-------- VORLIEGENDER TEXTAUSZUG

Eine weitere Erkenntnis: Die Tagesabläufe von Menschen in Ländern mit hohem und niedrigem Pro-Kopf-Einkommen unterscheiden sich nicht systematisch voneinander. So ist zum Beispiel der Zeitaufwand für Aktivitäten wie Kochen und Körperpflege vergleichbar. Erhebliche Schwankungen gibt es allerdings bei der Beschaffung von Lebensmitteln. In wohlhabenden Ländern nimmt diese weniger als fünf Minuten täglich ein, in ärmeren Länden benötigen die Menschen dafür über eine Stunde.

„Dieser auffällige Trend kann weitgehend auf arbeitssparende Technologien zurückgeführt werden, die es ermöglichen, die gleiche Menge an Nahrungsmitteln in deutlich weniger Zeit zu produzieren“, erklären Fajzel und seine Kollegen. Während bei uns der nächste Supermarkt oft um die Ecke liegt oder wir bequem den Wocheneinkauf per Auto erledigen, müssen Menschen in den ärmsten Regionen häufig ihre Nahrung selbst vom Feld oder aus dem Garten holen oder zu Fuß weite Wege zum nächsten Laden zurücklegen.

----------------
-------- DATENAUSZUG

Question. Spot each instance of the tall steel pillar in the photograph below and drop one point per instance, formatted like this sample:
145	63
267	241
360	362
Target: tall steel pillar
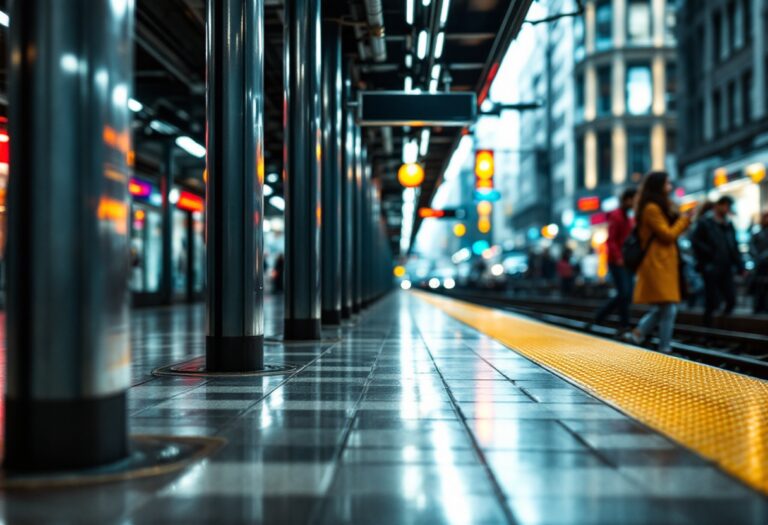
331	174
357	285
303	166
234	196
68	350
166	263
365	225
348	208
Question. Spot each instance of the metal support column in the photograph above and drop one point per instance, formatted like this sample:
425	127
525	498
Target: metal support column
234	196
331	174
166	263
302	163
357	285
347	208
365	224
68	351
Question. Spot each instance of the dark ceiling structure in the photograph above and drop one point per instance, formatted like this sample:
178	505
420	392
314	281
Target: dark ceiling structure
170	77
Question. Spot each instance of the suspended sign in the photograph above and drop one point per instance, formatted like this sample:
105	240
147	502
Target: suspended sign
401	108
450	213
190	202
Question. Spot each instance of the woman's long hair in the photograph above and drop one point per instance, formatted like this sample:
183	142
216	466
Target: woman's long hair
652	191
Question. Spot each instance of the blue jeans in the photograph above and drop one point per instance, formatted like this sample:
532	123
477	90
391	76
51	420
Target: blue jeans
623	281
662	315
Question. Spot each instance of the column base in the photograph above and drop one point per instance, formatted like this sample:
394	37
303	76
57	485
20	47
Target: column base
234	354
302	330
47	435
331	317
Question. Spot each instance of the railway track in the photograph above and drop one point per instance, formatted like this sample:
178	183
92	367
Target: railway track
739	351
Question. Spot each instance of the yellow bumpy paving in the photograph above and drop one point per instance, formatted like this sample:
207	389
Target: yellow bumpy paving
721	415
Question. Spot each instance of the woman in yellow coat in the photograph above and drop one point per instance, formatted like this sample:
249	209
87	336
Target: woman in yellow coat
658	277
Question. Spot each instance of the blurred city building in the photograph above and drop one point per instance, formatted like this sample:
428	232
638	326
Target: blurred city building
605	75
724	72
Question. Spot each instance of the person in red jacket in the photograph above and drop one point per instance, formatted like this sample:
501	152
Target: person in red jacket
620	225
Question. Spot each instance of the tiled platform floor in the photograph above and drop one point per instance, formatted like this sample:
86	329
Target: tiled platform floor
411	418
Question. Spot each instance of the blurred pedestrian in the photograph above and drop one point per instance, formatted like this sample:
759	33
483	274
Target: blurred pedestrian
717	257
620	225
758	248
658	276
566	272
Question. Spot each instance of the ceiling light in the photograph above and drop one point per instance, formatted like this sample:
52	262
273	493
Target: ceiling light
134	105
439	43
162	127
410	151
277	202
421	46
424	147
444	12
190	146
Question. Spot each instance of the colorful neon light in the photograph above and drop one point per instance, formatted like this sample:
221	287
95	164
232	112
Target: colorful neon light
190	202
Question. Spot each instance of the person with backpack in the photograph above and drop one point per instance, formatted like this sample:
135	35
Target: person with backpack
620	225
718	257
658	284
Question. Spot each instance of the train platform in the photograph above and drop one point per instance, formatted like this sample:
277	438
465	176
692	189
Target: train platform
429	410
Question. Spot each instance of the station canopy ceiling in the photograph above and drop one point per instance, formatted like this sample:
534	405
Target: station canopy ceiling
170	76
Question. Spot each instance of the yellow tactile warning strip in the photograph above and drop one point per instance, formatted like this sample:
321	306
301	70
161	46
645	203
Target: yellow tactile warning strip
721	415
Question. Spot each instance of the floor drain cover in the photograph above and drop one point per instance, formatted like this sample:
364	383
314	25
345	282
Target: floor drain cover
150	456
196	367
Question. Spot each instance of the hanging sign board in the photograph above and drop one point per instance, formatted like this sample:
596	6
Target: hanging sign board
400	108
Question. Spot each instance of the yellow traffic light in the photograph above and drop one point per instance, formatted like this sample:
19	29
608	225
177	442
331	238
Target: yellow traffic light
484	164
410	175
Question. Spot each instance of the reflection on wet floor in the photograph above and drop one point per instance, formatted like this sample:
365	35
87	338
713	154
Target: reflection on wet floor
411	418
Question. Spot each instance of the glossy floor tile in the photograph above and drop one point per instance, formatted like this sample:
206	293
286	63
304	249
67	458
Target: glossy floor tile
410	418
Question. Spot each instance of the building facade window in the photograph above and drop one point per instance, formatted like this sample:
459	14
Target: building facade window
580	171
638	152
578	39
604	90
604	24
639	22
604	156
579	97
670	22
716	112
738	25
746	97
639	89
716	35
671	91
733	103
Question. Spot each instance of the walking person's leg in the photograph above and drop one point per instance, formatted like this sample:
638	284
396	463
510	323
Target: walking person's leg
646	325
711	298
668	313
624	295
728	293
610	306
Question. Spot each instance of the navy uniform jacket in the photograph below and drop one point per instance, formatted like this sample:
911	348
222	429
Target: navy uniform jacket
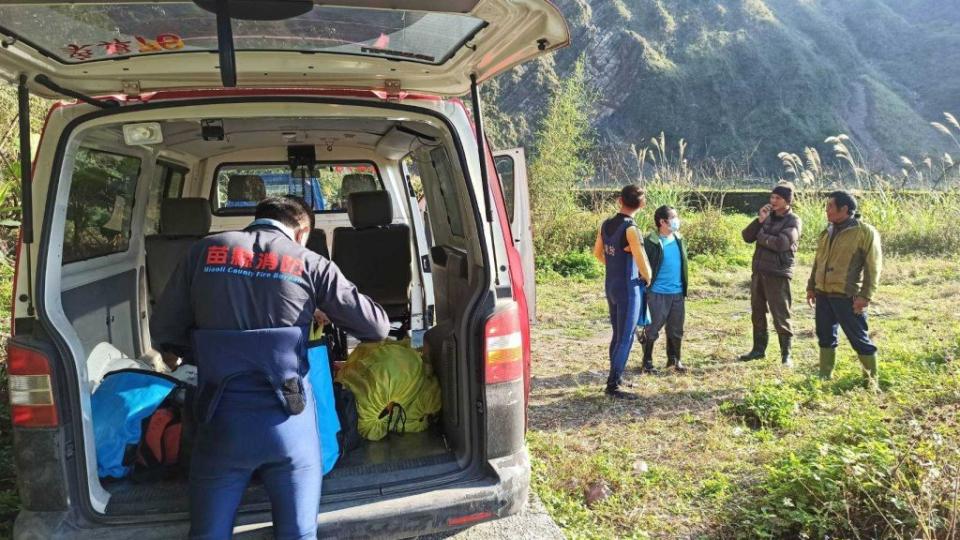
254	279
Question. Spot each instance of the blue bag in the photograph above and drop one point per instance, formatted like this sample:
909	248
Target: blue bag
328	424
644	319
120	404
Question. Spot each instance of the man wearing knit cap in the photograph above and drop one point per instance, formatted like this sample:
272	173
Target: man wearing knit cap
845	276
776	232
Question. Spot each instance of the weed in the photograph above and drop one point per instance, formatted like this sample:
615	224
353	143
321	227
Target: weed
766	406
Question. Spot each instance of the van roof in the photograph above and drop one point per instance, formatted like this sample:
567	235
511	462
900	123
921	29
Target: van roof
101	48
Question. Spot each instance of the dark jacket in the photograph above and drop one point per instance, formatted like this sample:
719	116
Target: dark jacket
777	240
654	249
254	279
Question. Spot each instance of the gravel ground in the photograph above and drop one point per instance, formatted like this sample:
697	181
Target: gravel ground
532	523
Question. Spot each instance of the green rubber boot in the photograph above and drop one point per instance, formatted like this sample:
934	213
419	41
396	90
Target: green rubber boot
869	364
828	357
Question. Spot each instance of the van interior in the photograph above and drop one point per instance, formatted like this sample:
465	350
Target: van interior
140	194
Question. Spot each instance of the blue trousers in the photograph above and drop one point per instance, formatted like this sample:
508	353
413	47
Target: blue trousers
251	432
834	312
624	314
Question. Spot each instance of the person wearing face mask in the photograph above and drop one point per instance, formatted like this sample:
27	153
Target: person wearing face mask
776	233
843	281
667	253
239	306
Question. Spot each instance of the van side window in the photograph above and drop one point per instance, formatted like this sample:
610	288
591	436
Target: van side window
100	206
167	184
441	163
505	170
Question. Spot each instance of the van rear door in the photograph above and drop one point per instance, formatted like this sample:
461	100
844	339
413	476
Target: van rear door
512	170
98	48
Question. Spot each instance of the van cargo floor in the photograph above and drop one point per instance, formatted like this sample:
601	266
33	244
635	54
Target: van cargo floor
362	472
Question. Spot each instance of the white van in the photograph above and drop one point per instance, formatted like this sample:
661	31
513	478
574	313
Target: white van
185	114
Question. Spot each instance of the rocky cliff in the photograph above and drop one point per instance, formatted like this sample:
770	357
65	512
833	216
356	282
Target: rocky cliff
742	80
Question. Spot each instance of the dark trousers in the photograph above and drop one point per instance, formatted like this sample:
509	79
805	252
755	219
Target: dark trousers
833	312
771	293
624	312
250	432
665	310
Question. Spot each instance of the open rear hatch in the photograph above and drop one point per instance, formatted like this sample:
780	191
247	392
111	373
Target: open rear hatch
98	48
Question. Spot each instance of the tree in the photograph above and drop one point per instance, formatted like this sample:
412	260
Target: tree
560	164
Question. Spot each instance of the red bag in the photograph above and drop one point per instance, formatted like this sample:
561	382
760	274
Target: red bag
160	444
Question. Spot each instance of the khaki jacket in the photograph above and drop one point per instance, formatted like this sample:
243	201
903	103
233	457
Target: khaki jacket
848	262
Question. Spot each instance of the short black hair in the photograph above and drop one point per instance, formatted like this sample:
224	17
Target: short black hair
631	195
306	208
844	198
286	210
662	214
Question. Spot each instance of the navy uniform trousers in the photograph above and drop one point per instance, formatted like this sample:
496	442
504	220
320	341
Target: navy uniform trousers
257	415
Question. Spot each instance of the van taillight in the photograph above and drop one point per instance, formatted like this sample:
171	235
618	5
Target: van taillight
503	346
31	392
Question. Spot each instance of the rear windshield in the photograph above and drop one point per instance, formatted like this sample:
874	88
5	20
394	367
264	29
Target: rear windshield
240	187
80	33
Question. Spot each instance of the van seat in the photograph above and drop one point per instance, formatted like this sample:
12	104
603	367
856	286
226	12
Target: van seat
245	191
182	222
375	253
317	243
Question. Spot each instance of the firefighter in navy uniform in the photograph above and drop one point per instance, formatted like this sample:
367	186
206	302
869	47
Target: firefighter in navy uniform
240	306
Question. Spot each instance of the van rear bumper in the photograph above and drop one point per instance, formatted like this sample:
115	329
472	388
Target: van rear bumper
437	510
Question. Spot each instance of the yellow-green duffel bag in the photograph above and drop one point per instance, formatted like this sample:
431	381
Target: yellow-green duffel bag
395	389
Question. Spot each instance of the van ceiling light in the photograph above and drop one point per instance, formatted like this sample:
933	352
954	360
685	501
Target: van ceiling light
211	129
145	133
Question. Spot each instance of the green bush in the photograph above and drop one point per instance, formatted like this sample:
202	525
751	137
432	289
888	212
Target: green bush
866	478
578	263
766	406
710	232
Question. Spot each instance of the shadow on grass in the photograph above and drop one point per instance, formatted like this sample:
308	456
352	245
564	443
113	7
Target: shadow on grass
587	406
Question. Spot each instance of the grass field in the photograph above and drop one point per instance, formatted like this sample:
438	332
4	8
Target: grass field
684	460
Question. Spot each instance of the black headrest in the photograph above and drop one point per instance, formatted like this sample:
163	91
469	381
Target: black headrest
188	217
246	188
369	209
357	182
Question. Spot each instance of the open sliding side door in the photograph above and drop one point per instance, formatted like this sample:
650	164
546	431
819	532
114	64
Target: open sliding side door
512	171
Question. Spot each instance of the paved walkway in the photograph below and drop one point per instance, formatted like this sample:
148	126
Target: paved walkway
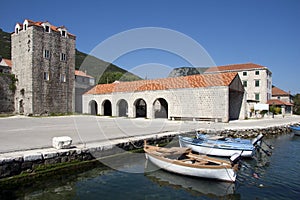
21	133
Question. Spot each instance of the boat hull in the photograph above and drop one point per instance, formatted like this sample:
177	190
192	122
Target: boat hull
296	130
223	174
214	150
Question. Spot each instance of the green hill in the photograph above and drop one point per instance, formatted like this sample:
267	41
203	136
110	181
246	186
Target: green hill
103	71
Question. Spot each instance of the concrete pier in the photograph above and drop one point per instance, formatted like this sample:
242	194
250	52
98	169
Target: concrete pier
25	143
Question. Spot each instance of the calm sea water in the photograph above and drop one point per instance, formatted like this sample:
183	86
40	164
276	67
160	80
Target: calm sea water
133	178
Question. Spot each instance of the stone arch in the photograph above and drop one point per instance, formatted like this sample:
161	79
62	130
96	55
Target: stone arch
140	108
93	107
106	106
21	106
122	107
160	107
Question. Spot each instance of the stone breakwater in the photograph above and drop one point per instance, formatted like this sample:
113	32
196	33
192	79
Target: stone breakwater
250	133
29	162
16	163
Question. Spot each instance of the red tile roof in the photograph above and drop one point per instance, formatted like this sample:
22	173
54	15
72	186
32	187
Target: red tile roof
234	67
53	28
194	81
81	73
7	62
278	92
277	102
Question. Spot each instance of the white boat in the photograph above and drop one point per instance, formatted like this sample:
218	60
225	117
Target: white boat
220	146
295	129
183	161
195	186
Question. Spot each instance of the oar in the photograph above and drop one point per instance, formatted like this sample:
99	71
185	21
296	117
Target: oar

----------------

- AUFGABEN -
**a.** Übersetze den Satz „So ist zum Beispiel der Zeitaufwand für Aktivitäten wie Kochen und Körperpflege vergleichbar.“ aus dem Textauszug über Tagesabläufe ins Englische.
**b.** Führe den Textauszug über Tagesabläufe in wohlhabenden und ärmeren Ländern nach seinem letzten Satz weiter.

- LÖSUNGEN -
**a.** For example, the time spent on activities such as cooking and personal hygiene is comparable.

**b.**
Raum für Nachhaltigkeit

Die Forschenden sehen in ihrer Auswertung außerdem reichlich Potenzial zur Nachjustierung, um auf diese Weise globale Nachhaltigkeitsziele zu erreichen. Da die weltweite Energie- und Materialversorgung derzeit nur sechs Minuten und damit lediglich einen kleinen Bruchteil der Gesamtzeit in Anspruch nimmt, könnte diese geringe Zeitspanne genauso gut anders eingesetzt werden, argumentieren Fajzel und sein Team.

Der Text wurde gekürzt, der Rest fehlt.